**Task**
All records below are to be transcribed exactly, with every picture left out.

(Images for object localization)
━━━━━━━━━━

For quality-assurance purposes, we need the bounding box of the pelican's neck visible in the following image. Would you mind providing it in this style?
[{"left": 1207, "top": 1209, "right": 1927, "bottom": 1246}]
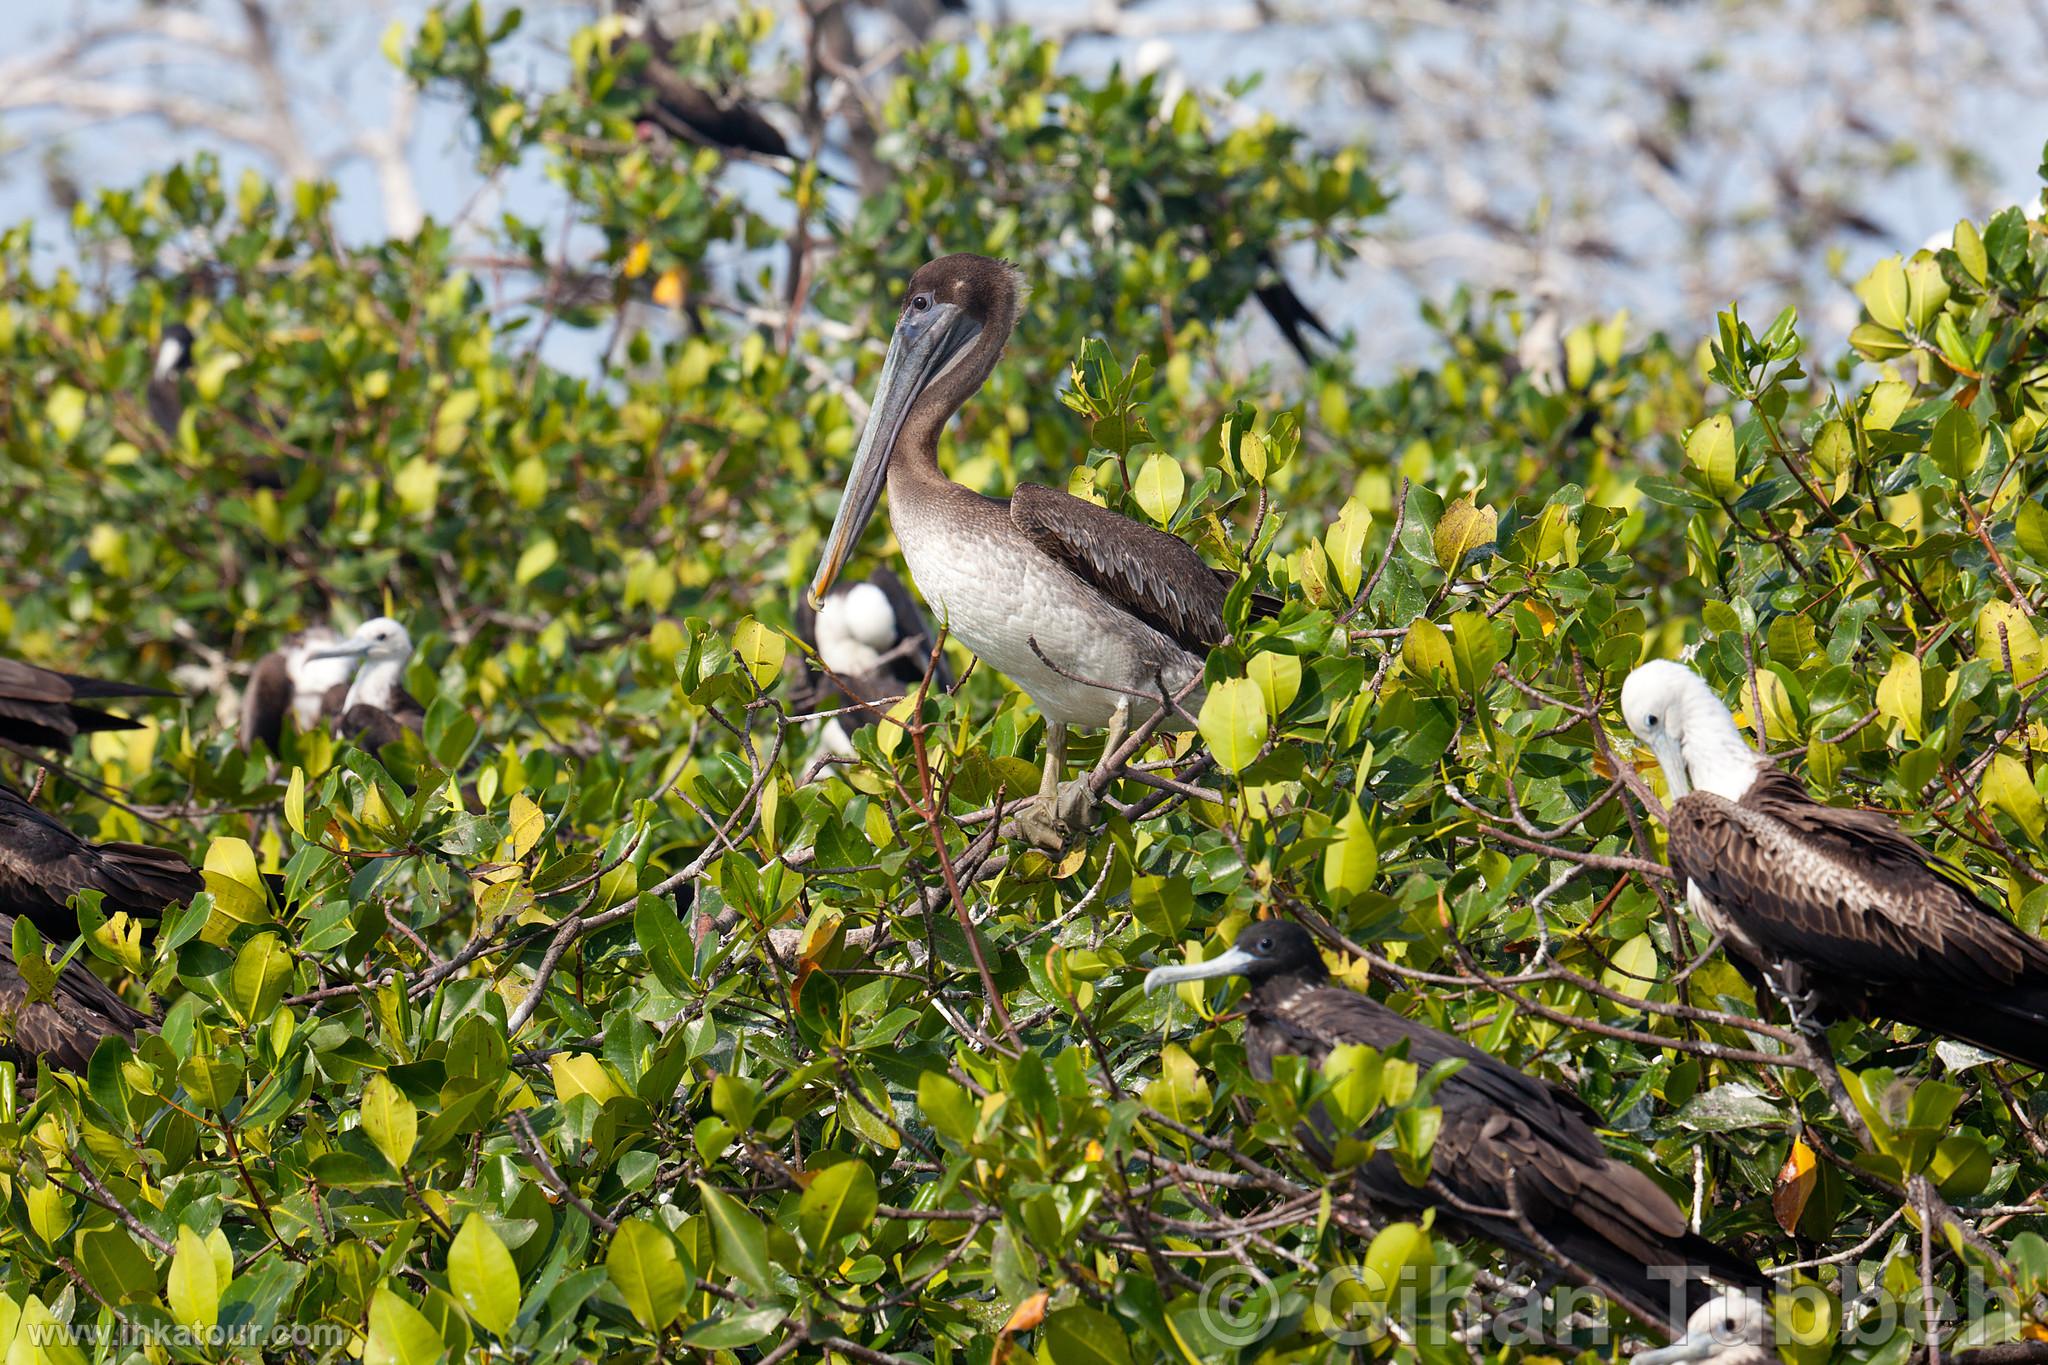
[
  {"left": 346, "top": 656, "right": 404, "bottom": 713},
  {"left": 889, "top": 300, "right": 1018, "bottom": 486},
  {"left": 1679, "top": 686, "right": 1768, "bottom": 801}
]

━━━━━━━━━━

**Response area**
For quality-assurance purposes, we need the bounding box of the pelican's neck visible in the following image. Would you mind providing it in this style?
[{"left": 1207, "top": 1209, "right": 1927, "bottom": 1246}]
[
  {"left": 346, "top": 656, "right": 404, "bottom": 713},
  {"left": 889, "top": 300, "right": 1018, "bottom": 486},
  {"left": 1679, "top": 686, "right": 1768, "bottom": 801}
]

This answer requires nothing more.